● **DIRECTION**: Please continue the post below on Major Hasan's motives, starting right after its final sentence.

● **GIVEN PASSAGE**:

_____

Wednesday, 18 November 2009
Why did Major Hasan do it????
On 5 November, Major Nidal Malik Hasan killed 13 people at a military base.
In the US, this event has already become deeply and divisively political.
Its still not entirely clear what his motives were. Some stress that he was an Islamic religious extremist. Others that he was angered by the wars in Afghanistan and Iraq, and may have been victimised for this faith.
Some broad thoughts:
Militant religious extremism regardsless of the religion and I am not pointing fingers directly at Islam, can find a grievance if it wants one.
If its not Iraq, or Afghanistan, its East Timor, or Chechnya, or Palestine, or the Sudan, or forced marriage, or circumcision, or divorce, or headscarves, or heresy, or apostasy, etc.
But wars can very powerfully energise ideologies.
Clearly, radicals can be motivated even if we are not ‘over there’ en masse.
Yet that doesn’t mean the current wars are irrelevant. It seems highly unlikely that being at war is irrelevant to the momentum and will of people who kill for ideology..
Does that in itself mean that we shouldn’t fight these wars? I have always been uneasy with this line of argument. By definition, being at war does invite hostility on oneself. Australia could have forestalled Al Qaeda’s anger by not supporting East Timorese independence. We in Britain could have prevented the carnage of the Blitz by reaching a diplomatic settlement with Hitler, but that doesn’t mean it should have or that it would have been wise or prudent.
What however we should not do though is fight a war based on lies and mistruths.
And sadly that is an issue we face today.
If armed force is one necessary way to disrupt and weaken the capability of highly seasoned and expert killers who are at large ‘over there’, then it isn’t necessarily wrong to wage war, even if one cost is that it fires up radicals at home.

_____

● **COLLECTED MATERIAL**:

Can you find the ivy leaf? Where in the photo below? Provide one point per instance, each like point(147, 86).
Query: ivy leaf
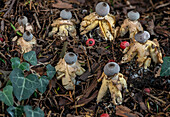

_____

● **ANSWER FOR THIS EXERCISE**:
The question being was Afghanistan really a harbour for terrorism to spread to the West, to our soil.
This we will never actually full know but I feel Pakistan dos have several questions itself that need answered.
The overwhelming majority of attempted terrorist attacks on home soil fail or are prevented. Would it be better not to fight abroad, leaving domestic radicals less angered, but the most hardened terrorists far more free to operate? There are difficult tradeoffs here.
Whatever one thinks about that problem, it still seems clear that expeditionary wars do bring this cost attached, and that this must be factored into our decisionmaking. As a matter of causation, war does often radicalise, and not being at war in these countries would probably have made Major Nidal Malik Hasan less likely to carry out this killing. Not impossible, but less likely.
This isn’t about our intentions. I agree that the US and its allies do want to leave behind a stable, democratic and prosperous society in Iraq and Afghanistan, that this isn’t intended to be some kind of bloody-minded assault on Islam. The reasons for this may well be economic for the West, but a reason non the less.
A glance at the history books shows that the UK and America has very often fought on the side of Muslim populations against their enemies, and a country that was determined to annihilate Islam would not go to the trouble of extensive humanitarian effort, from earthquakes in Pakistan to tsunami relief to billions in aid to Egypt, nor would it take in so many Muslim immigrants, many of whom have made proud lives.
And yet it is easy for radical clerics and propagandists to portray the wars in Iraq and Afghanistan as unjust attacks on Islam. There is so much footage to be manipulated, so much unintended killing of civilians, so many images of foreigners patrolling foreign soil. Whether we like it or not, this is a propaganda dream.
Back to Major Hasan......
Does this mean there is a domestic insurgency underway in the United States?
People will disagree on definitions. But one horrific shooting spree does not make an organised, sustained armed uprising. I base this not only on the assumption that concepts like ‘insurgency’ should be delimited to have coherent meaning. Its also on the assumption that the vast majority of Muslims are strongly against blowing people up. So before we rush to the excited conclusion that this is evidence of a domestic revolt, lets beware of characterising a mass of ordinary, unremarkable, human beings in our midst as potential fifth columnists.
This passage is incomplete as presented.